If you loved The Unlikely Pilgrimage of Harold Fry then preorder this one! It’s available September 5, 2017 in an perfect paperback edition.


Over the course of a couple of evenings, I burned through THE BURNING GIRL by Claire Messud on sale August 29, 2017 and published by W.W. Norton. Have you read her previous novel The Emperor’s Children which was a New York Times, Los Angeles Times, and Washington Post Best Book of the Year.

Her latest has a rich psychological power that you expect from Messud but this hits the right note for appealing to a more general audience and dare I say it – perfect for your book club!

I have to share what my colleague Jenna wrote because it is pitch-perfect:

“Julie and Cassie have been friends since nursery school and shared everything – including their desire to escape the stifling limitations of their quiet hometown of Royston, Massachusetts – but as they enter adolescence, their paths diverge and Cassie sets out on a journey that will put her life in danger and shatter their friendship.

Julie narrates this story, letting you, the reader, know that what she is telling you is a terrible secret. She is desperate to help Cassie even as she pulls away from her, but in trying to save her she may betray her in the most intimate way possible. This book is simple in its appearance – it’s plot, while gripping, is a tale we’ve heard before - but once you bite into it you’ll find layers of complexity that speak to several vital questions: how well can we really know another person, even our closest friends; how we construct stories about ours and others’ lives – stories that can smother and destroy; and – incredibly important for our times - how we teach young women to be afraid.

This book is hypnotic, evocative, and so incredibly insightful into the fact that growing up and being a girl is about learning to be afraid and the fact that you come to know, in a way you don’t as a kid, that your body is vulnerable, imperfectly fortified – that it’s both precious and totally dispensable, depending on whom you encounter. I would comp this book to The Best Kind of People by Zoe Whittall and Girls by Emma Cline.”


Last Friday night I spent from 4-10pm with Allen Eskens. It’s not what you think! He was actually in Hawaii at the Left Coast Crime writer’s convention while I was in Toronto. I swear! There are witnesses!!!

His fourth book available October 3, 2017 is as he says “his finest”. I agree along with his publisher Seventh Street Books.

“It seems no one can help me now. I’m in too deep. There’s no way out.”

THE DEEP DARK DESCENDING has Homicide Detective Max Rupert knee deep in snow at the US/Canadian border at the start of this mystery/suspense/thriller with an ax in his hand and a man unconscious in the snow.

Intrigued as I “disappear behind my cloud of ink”.

Max never fully accepted his wife’s death, even when he believed that a reckless hit and run driver was the cause. But when he learns that in fact she was murdered, he devotes himself to hunting down her killers. Most of his life he had thought of himself as a decent man. But now he’s so consumed with thoughts of retribution that he questions whether he will take that last step and enact the vengeance he longs for.

On a frozen lake near the US-Canadian border, he wrestles with a decision that could change his life forever, as his hatred threatens to turn him into the kind of person he has spent a career bringing to justice.
========
Task details
In the book recommendations, copy word for word the passage starting at "On a frozen" and ending at "bringing to justice.".

Location annotation dataset excerpts
========
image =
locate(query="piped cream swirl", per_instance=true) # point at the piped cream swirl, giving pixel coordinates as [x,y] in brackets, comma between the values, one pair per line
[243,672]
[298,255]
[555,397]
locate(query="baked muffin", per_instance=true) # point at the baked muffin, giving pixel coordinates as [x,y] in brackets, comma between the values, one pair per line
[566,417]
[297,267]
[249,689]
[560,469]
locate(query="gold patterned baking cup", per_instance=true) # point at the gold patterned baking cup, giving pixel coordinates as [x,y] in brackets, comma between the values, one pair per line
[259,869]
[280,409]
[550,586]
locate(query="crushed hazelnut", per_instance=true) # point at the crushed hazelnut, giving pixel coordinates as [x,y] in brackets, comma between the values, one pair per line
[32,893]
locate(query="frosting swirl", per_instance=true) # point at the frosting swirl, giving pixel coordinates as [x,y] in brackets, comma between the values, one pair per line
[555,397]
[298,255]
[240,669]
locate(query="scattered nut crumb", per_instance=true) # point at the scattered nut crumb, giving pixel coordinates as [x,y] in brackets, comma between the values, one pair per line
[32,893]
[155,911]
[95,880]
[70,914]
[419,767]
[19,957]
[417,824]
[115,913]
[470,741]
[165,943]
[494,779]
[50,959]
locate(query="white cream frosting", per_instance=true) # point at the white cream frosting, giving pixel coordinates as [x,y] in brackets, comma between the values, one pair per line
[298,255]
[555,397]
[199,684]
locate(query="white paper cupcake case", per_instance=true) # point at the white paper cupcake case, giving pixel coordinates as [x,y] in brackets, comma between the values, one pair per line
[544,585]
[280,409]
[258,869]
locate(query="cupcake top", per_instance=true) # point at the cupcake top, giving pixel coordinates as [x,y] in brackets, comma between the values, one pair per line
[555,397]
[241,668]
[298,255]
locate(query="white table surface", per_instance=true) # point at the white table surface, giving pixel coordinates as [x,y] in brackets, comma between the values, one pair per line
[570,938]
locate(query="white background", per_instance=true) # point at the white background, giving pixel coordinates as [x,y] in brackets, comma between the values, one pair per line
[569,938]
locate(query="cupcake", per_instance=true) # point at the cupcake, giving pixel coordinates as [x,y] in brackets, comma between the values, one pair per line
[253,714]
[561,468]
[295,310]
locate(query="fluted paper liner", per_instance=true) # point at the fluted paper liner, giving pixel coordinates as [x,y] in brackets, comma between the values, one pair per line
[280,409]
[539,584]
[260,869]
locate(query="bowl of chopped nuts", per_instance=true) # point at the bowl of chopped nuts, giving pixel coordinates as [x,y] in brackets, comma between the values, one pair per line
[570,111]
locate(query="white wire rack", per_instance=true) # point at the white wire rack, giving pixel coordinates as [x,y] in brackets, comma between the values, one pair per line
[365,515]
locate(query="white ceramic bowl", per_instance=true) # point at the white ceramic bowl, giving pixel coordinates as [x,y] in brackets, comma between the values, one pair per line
========
The output
On a frozen lake near the US-Canadian border, he wrestles with a decision that could change his life forever, as his hatred threatens to turn him into the kind of person he has spent a career bringing to justice.